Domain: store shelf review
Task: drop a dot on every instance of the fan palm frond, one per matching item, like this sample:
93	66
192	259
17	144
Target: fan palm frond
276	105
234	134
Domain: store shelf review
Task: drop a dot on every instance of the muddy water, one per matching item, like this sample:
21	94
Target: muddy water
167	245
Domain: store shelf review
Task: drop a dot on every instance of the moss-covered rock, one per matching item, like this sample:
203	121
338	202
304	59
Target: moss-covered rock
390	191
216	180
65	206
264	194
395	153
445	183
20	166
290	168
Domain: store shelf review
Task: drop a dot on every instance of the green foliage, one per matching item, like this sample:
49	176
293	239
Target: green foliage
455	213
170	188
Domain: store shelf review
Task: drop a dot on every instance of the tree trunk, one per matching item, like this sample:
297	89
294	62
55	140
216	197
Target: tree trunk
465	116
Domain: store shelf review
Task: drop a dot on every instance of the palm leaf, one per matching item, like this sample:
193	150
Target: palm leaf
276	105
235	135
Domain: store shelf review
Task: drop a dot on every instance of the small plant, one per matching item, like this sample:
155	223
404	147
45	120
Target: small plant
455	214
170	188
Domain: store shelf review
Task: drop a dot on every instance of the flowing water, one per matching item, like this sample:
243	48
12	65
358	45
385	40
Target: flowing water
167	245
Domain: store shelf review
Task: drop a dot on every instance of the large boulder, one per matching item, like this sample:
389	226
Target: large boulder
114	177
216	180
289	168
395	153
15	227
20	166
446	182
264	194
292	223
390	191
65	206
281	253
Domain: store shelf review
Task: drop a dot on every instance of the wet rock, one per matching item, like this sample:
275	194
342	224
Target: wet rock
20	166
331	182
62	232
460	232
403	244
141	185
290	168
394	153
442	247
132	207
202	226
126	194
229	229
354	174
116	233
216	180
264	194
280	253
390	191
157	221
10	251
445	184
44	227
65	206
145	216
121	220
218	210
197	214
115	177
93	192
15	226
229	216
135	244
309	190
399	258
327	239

-- -- --

What is asked >> List each line in the items above that contains the word "leaf".

Final answer >>
Task: drop a dot on every instance of the palm leaf, one per matching item, like this sample:
Target: palm leaf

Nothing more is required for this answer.